* begin GIVEN ENTRIES *

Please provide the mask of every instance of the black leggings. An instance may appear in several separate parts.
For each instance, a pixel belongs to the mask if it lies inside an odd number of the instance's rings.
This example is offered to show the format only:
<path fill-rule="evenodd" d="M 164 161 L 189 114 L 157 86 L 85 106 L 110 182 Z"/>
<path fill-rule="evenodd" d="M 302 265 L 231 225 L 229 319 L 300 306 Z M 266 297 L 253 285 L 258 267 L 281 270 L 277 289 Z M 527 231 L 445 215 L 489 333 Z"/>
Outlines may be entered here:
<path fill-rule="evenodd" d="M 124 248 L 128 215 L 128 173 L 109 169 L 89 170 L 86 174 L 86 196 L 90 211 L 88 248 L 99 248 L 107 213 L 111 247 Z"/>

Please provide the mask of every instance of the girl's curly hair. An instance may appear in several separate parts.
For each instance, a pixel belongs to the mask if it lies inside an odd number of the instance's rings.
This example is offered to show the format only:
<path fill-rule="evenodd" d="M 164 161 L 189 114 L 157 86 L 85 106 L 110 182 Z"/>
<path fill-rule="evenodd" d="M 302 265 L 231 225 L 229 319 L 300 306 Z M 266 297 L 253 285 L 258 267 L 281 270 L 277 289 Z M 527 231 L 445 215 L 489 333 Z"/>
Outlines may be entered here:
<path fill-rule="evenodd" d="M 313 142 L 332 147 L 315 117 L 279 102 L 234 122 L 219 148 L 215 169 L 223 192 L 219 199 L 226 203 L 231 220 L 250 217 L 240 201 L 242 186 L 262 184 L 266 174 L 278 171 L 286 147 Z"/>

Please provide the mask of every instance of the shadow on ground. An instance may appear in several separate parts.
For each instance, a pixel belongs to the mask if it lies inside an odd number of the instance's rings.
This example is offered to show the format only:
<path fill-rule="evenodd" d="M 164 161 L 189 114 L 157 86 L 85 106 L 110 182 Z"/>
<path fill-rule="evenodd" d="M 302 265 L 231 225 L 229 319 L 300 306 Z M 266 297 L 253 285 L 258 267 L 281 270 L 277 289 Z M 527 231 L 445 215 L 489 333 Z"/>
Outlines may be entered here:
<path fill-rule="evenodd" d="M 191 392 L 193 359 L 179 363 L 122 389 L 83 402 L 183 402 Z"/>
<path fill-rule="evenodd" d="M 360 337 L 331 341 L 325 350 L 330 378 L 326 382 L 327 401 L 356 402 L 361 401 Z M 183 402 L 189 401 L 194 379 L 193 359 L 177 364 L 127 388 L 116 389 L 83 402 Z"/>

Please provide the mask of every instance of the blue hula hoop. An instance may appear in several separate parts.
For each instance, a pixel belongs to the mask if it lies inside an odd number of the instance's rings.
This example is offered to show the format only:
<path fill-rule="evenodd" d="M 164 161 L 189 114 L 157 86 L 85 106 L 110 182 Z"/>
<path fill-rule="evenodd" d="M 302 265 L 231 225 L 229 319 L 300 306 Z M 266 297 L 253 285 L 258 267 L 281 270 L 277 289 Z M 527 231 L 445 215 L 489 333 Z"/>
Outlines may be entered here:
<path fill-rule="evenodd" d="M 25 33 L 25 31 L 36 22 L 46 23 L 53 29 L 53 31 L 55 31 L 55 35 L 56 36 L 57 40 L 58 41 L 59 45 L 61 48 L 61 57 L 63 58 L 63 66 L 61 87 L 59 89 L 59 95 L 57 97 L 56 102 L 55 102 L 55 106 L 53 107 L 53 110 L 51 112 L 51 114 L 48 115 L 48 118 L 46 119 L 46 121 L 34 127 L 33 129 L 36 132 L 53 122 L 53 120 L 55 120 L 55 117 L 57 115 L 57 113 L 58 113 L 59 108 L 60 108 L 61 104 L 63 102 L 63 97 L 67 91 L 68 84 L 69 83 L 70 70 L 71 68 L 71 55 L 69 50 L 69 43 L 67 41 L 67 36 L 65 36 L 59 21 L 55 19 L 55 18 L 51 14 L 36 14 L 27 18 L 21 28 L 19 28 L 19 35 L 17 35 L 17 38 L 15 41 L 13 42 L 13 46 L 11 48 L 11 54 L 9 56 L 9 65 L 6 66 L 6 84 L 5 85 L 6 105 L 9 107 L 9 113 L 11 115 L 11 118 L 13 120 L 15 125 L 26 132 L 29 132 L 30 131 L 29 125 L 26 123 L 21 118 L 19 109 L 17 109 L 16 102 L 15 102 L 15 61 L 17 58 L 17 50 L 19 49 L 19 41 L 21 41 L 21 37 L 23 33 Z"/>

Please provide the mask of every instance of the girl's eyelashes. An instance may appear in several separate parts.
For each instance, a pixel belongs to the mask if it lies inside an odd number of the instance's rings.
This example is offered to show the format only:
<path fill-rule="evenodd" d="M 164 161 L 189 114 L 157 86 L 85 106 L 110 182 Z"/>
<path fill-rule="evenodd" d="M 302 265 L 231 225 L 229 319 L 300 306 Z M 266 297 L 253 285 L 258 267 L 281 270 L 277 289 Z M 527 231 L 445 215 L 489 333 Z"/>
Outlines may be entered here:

* end GIVEN ENTRIES *

● **AIM OF THE TASK**:
Recast every line of the items above as a Markdown table with the columns No. and Text. Give each line its own numbered row and omit blank lines.

● **WRITTEN SOLUTION**:
| No. | Text |
|---|---|
| 1 | Please provide the mask of every instance of the black leggings. An instance may appear in several separate parts. |
| 2 | For each instance, a pixel belongs to the mask if it lies inside an odd number of the instance's rings. |
| 3 | This example is offered to show the format only: |
| 4 | <path fill-rule="evenodd" d="M 164 161 L 189 114 L 157 86 L 85 106 L 110 182 Z"/> |
| 5 | <path fill-rule="evenodd" d="M 302 265 L 231 225 L 229 319 L 300 306 Z M 266 297 L 253 285 L 258 267 L 281 270 L 277 289 Z M 527 231 L 445 215 L 489 333 Z"/> |
| 6 | Outlines may be entered here: |
| 7 | <path fill-rule="evenodd" d="M 124 248 L 128 215 L 128 173 L 109 169 L 89 170 L 86 174 L 86 196 L 90 211 L 88 248 L 99 248 L 107 213 L 111 247 Z"/> |
| 8 | Please provide the mask of every instance of the girl's curly hair. An instance may appear in several separate parts. |
| 9 | For each instance, a pixel belongs to the mask if it lies inside an odd number of the instance's rings. |
| 10 | This example is offered to show the format only: |
| 11 | <path fill-rule="evenodd" d="M 164 161 L 189 114 L 157 86 L 85 106 L 110 182 Z"/> |
| 12 | <path fill-rule="evenodd" d="M 302 265 L 231 225 L 229 319 L 300 306 Z M 266 297 L 253 285 L 258 267 L 281 270 L 277 289 Z M 527 231 L 445 215 L 489 333 Z"/> |
| 13 | Outlines may be entered here: |
| 14 | <path fill-rule="evenodd" d="M 313 142 L 332 147 L 315 117 L 279 102 L 234 122 L 219 148 L 215 169 L 223 192 L 219 199 L 226 203 L 231 220 L 250 217 L 240 201 L 242 186 L 262 184 L 266 174 L 278 171 L 286 147 Z"/> |
| 15 | Please provide the mask of every instance of the shadow on ground. An instance may appear in several separate parts. |
| 16 | For each instance, a pixel belongs to the mask if it lies inside an odd number of the instance's rings. |
| 17 | This example is offered to show the format only: |
| 18 | <path fill-rule="evenodd" d="M 164 161 L 189 114 L 157 86 L 85 106 L 110 182 Z"/> |
| 19 | <path fill-rule="evenodd" d="M 302 265 L 231 225 L 229 319 L 300 306 Z M 266 297 L 253 285 L 258 267 L 281 270 L 277 289 Z M 527 231 L 445 215 L 489 333 Z"/> |
| 20 | Outlines may be entered here: |
| 21 | <path fill-rule="evenodd" d="M 191 392 L 193 359 L 179 363 L 122 389 L 83 402 L 183 402 Z"/> |
| 22 | <path fill-rule="evenodd" d="M 360 337 L 331 341 L 325 350 L 330 378 L 326 382 L 327 401 L 356 402 L 361 401 Z M 183 402 L 189 401 L 194 379 L 193 359 L 177 364 L 127 388 L 116 389 L 83 402 Z"/> |
| 23 | Please provide the mask of every instance of the blue hula hoop. An instance may appear in several separate parts. |
| 24 | For each instance, a pixel belongs to the mask if it lies inside an odd number of the instance's rings. |
| 25 | This example is offered to show the format only: |
| 26 | <path fill-rule="evenodd" d="M 164 161 L 189 114 L 157 86 L 85 106 L 110 182 Z"/> |
| 27 | <path fill-rule="evenodd" d="M 302 265 L 231 225 L 229 319 L 300 306 Z M 266 297 L 253 285 L 258 267 L 281 270 L 277 289 Z M 527 231 L 445 215 L 489 333 Z"/> |
| 28 | Outlines may be entered here: |
| 29 | <path fill-rule="evenodd" d="M 25 33 L 25 31 L 36 22 L 46 23 L 53 29 L 53 31 L 55 31 L 55 35 L 56 36 L 57 40 L 58 41 L 59 45 L 61 48 L 61 57 L 63 58 L 63 66 L 61 87 L 59 89 L 59 95 L 57 97 L 56 102 L 55 102 L 55 106 L 53 107 L 53 110 L 51 112 L 51 114 L 48 115 L 48 118 L 46 119 L 46 121 L 34 127 L 33 129 L 36 132 L 53 122 L 53 120 L 55 120 L 55 117 L 57 115 L 57 113 L 58 113 L 59 108 L 60 108 L 61 104 L 63 102 L 63 97 L 67 91 L 68 84 L 69 83 L 70 70 L 71 68 L 71 55 L 69 50 L 69 43 L 67 41 L 67 36 L 65 36 L 59 21 L 55 19 L 55 18 L 51 14 L 36 14 L 27 18 L 21 28 L 19 28 L 19 35 L 17 35 L 17 38 L 15 41 L 13 42 L 13 46 L 11 48 L 11 54 L 9 56 L 9 65 L 6 66 L 6 84 L 5 85 L 6 105 L 9 107 L 9 113 L 11 115 L 11 118 L 13 120 L 15 125 L 26 132 L 29 132 L 30 131 L 29 125 L 26 123 L 21 118 L 19 109 L 17 109 L 16 102 L 15 102 L 15 61 L 17 58 L 17 50 L 19 49 L 19 41 L 21 41 L 21 37 L 23 33 Z"/> |
| 30 | Please provide the mask of every instance of the girl's eyelashes. An instance may appear in several separate parts. |
| 31 | For each instance, a pixel belongs to the mask if it lies inside an odd number of the instance's rings. |
| 32 | This example is offered to show the format only: |
| 33 | <path fill-rule="evenodd" d="M 164 161 L 189 114 L 157 86 L 85 106 L 110 182 Z"/> |
| 34 | <path fill-rule="evenodd" d="M 302 265 L 231 225 L 229 319 L 300 306 Z M 266 297 L 253 285 L 258 267 L 281 270 L 277 289 Z M 527 231 L 445 215 L 489 333 Z"/> |
| 35 | Outlines may be entered here: |